* **Problem description**
Your task is to copy every line of this material exactly.

* **Raw records**
※ ※ ※

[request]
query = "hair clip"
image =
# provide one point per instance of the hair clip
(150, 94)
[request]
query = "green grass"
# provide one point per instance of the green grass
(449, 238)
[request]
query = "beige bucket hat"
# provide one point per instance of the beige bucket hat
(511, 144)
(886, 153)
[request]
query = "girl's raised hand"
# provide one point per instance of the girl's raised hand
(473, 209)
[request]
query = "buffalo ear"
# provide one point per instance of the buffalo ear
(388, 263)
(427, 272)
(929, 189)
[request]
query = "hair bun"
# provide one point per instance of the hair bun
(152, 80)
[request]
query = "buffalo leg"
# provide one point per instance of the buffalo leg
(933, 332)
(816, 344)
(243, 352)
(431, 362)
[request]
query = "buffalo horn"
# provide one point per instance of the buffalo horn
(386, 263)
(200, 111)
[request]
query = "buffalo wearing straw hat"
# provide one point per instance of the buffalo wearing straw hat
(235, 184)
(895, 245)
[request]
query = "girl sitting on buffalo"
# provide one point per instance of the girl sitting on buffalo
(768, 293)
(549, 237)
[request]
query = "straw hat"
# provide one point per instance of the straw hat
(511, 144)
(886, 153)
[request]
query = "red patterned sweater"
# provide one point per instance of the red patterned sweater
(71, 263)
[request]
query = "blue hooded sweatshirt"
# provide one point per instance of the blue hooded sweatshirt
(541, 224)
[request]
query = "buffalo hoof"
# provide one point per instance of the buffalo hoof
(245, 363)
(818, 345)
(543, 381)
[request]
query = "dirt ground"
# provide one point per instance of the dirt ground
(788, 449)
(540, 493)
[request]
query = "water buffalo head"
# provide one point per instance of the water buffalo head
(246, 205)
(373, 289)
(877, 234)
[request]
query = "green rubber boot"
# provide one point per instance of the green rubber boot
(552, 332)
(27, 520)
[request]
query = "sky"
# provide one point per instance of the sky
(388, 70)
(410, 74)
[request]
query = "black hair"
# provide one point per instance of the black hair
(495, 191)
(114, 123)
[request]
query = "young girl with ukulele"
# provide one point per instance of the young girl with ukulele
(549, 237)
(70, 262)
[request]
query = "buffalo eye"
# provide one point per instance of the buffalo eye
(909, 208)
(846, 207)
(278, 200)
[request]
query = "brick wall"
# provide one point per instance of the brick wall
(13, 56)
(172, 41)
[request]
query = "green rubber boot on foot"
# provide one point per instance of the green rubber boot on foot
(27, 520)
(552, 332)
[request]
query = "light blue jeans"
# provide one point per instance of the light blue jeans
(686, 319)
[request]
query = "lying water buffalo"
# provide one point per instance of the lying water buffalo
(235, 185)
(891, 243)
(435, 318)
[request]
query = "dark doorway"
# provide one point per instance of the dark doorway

※ ※ ※

* **Output of the exercise**
[request]
query = "hair clip"
image =
# provide one point per instance of the hair clip
(150, 94)
[request]
query = "green grass"
# provide one point per instance of the green grass
(449, 238)
[request]
query = "beige bucket hat"
# provide one point per instance of the beige bucket hat
(511, 144)
(886, 153)
[request]
query = "girl's raised hand"
# provide one point per instance of the girl's raised hand
(473, 209)
[request]
query = "buffalo ear"
# provide one point per instance of the buffalo ear
(388, 263)
(427, 272)
(929, 189)
[request]
query = "hair bun"
# provide one point per instance of the hair bun
(152, 80)
[request]
query = "buffalo leg"
# provide one point per instance of the buffalo leg
(933, 332)
(816, 344)
(243, 352)
(431, 362)
[request]
query = "buffalo horn"
# provide one point per instance of the buffalo horn
(386, 263)
(200, 111)
[request]
query = "buffalo wearing straw hat"
# provide one point per instance of the buffalo wearing straw hat
(235, 184)
(895, 245)
[request]
query = "girl sitting on buffalo"
# provide one point per instance of the girl sitting on buffalo
(768, 293)
(549, 237)
[request]
query = "straw hat"
# provide one point per instance of the straw hat
(511, 144)
(886, 153)
[request]
query = "red patterned sweater"
# provide one point per instance of the red patterned sweater
(71, 263)
[request]
query = "blue hooded sweatshirt"
# provide one point per instance of the blue hooded sweatshirt
(541, 224)
[request]
query = "buffalo hoof"
# provide one point per instance of the buffalo hoof
(245, 363)
(818, 345)
(543, 381)
[request]
query = "dirt ground"
# provide one point per instance of the dirt ground
(788, 449)
(540, 493)
[request]
query = "water buffalo head"
# provide one point per instance of the water buffalo head
(246, 205)
(373, 289)
(877, 234)
[request]
query = "green rubber boot"
# provide one point per instance of the green rubber boot
(552, 332)
(27, 520)
[request]
query = "sky"
# provide one point per instance of the sky
(388, 70)
(410, 74)
[request]
query = "black hair"
# provide one point per instance of the black hair
(495, 191)
(114, 123)
[request]
query = "young girl with ukulele"
# provide one point per instance of the young girl with ukulele
(549, 237)
(70, 262)
[request]
query = "buffalo eye"
# provide one point per instance of the buffalo eye
(909, 208)
(846, 207)
(278, 200)
[request]
query = "brick wall"
# provide one point per instance of the brick wall
(13, 56)
(172, 41)
[request]
query = "green rubber boot on foot"
# provide one point per instance of the green rubber boot on foot
(27, 520)
(552, 332)
[request]
query = "light blue jeans"
# provide one point per instance of the light blue jeans
(686, 319)
[request]
query = "lying water buffalo"
# provide one point per instance of the lying water buffalo
(235, 185)
(891, 243)
(435, 318)
[request]
query = "dark doorway"
# provide one point per instance of the dark doorway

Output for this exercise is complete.